● REQUESTS:
- A) Can you print everything in the passage on optimisticSyncWithPush keys from "If the keys" down to "identity (same type)"?
- B) Would you carry on the passage on optimisticSyncWithPush keys from its last line?

● SOURCE PASSAGE:
☆ ☆ ☆ ☆

Keys in optimisticSyncWithPush

The optimisticSyncWithPush function uses keys the same way as optimisticSync, plus:

Coordinating with serverPush: The key in serverPush must match the key used in optimisticSyncWithPush for proper coordination.

// User interaction
void toggleLike(String itemId) {
  await optimisticSyncWithPush<bool>(
    key: ('toggleLike', itemId), // Must match serverPush key
    ...
  );
}

// Server push handler
void handleLikePush(PushData data) {
  serverPush(
    key: ('toggleLike', data.itemId), // Must match optimisticSyncWithPush key
    ...
  );
}

If the keys don’t match, the push won’t be recognized as related to the optimistic sync operation, and coordination will fail.

Key equality

Keys are compared using Dart’s standard equality rules:

Primitives (String, int, etc.): Compared by value
Records: Compared by structural equality (all fields must match)
Objects: Compared by identity (same instance) unless == is overridden
Types: Compared by identity (same type)
Cubits and Blocs: Compared by their runtimeType

This means:

// These are equal:
('LoadUser', 'abc') == ('LoadUser', 'abc') // true (records)
'myKey' == 'myKey' // true (strings)
MyClass == MyClass // true (same Type)

☆ ☆ ☆ ☆

● DATA SHOWN:
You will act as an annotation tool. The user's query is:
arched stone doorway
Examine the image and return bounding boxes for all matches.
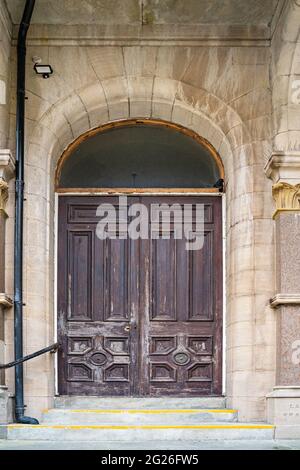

☆ ☆ ☆ ☆

● RESPONSES PER TASK:
- A)
If the keys don’t match, the push won’t be recognized as related to the optimistic sync operation, and coordination will fail.

Key equality

Keys are compared using Dart’s standard equality rules:

Primitives (String, int, etc.): Compared by value
Records: Compared by structural equality (all fields must match)
Objects: Compared by identity (same instance) unless == is overridden
Types: Compared by identity (same type)

- B)
MyCubit == MyCubit // true (same Type)
MyBloc == MyBloc // true (same Type)
MyCubit(123) == MyCubit(456) // true (same Cubit runtimeType)
MyBloc(123) == MyBloc(456) // true (same Bloc runtimeType)

// These are NOT equal:
('LoadUser', 'abc') == ('LoadUser', 'xyz') // false (different values)
MyClass() == MyClass() // false (different instances, unless == overridden)

Best practices for keys

Use key: this for simple cases: When you have one main method per Cubit, key: this is the simplest choice.
Use records for parameterized actions: When an action varies by some parameter (user ID, item ID, etc.), include that parameter in a record key.
Use Types for cross-Cubit coordination: If multiple Cubits need to share a fresh period or throttle, use a shared Type as the key.
Keep keys simple: Don’t include unnecessary data in keys. Only include what’s needed to distinguish different logical operations.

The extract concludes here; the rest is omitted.